Stored data entries:

***

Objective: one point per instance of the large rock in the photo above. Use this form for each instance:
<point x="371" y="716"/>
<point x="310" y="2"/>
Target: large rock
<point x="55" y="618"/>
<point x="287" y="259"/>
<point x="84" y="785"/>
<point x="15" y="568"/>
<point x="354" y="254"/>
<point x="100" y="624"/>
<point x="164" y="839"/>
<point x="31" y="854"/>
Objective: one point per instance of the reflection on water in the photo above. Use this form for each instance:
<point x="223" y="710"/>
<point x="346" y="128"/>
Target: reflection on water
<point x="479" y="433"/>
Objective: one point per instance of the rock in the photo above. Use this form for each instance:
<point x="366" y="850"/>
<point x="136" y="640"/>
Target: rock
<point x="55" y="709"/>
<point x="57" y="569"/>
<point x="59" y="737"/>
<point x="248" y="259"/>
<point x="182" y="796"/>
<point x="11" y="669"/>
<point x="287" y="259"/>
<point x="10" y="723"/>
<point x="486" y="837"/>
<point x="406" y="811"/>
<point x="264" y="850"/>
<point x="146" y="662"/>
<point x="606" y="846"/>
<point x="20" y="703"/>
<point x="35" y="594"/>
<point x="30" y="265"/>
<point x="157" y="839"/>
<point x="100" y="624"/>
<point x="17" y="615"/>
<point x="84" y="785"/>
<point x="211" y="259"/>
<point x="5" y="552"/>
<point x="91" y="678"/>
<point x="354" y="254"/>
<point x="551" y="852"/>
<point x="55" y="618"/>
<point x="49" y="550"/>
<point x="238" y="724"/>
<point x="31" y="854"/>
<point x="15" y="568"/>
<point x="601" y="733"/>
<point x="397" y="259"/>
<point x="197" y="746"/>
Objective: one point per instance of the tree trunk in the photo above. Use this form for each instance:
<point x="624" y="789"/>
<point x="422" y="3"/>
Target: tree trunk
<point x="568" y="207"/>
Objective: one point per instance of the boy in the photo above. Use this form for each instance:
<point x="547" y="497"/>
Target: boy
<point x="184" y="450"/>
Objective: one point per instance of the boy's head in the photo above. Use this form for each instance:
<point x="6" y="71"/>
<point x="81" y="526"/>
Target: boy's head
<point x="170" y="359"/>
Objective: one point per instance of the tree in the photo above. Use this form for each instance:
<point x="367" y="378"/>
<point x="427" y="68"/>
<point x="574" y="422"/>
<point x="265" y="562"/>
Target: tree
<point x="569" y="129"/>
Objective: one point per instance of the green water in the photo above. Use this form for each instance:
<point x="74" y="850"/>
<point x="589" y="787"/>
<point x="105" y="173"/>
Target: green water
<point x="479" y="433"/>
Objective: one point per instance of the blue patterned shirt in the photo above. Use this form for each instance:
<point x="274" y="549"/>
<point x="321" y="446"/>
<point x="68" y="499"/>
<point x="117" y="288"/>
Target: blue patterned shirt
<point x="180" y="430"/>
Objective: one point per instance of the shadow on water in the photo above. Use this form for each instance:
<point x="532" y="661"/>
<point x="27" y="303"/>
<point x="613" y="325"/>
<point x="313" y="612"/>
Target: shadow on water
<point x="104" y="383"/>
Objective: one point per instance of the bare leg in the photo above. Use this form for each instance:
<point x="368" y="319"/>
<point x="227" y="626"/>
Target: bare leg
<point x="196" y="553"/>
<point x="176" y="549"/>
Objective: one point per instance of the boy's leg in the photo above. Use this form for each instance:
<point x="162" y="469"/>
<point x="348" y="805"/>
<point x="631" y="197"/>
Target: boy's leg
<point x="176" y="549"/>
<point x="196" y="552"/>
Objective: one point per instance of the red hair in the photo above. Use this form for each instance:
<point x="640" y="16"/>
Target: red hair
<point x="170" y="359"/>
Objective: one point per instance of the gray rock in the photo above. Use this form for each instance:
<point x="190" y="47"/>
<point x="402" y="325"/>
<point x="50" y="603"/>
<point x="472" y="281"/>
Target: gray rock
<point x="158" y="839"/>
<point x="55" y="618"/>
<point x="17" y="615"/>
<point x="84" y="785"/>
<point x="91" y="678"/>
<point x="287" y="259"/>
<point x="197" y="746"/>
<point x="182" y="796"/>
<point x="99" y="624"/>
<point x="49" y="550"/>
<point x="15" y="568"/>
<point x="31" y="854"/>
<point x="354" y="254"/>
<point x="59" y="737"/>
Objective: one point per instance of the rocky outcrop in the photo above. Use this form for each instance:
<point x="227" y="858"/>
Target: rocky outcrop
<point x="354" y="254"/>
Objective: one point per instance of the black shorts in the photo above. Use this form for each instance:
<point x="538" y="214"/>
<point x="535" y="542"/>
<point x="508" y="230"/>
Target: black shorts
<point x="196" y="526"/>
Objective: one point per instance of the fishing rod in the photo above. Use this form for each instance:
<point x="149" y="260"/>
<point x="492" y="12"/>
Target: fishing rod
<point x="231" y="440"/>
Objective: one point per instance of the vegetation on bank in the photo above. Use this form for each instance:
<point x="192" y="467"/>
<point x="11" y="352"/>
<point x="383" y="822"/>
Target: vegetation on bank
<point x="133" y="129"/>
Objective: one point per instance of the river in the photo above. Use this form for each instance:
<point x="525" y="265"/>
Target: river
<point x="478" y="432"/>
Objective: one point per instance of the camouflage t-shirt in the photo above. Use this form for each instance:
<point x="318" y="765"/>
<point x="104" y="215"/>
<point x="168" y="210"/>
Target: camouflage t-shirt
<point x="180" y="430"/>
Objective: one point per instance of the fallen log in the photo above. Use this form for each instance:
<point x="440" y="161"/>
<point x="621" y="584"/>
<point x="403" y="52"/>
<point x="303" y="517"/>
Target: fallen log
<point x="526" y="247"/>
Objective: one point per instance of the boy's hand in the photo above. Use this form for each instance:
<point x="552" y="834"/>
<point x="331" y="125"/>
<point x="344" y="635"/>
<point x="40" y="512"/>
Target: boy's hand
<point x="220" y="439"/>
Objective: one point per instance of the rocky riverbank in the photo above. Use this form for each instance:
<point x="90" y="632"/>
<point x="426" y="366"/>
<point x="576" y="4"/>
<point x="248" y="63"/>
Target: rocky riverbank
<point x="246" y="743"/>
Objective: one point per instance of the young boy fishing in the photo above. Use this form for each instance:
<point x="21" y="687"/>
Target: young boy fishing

***

Looking at the data above, give the number of lines that include "young"; add nothing else.

Output of the exercise: 2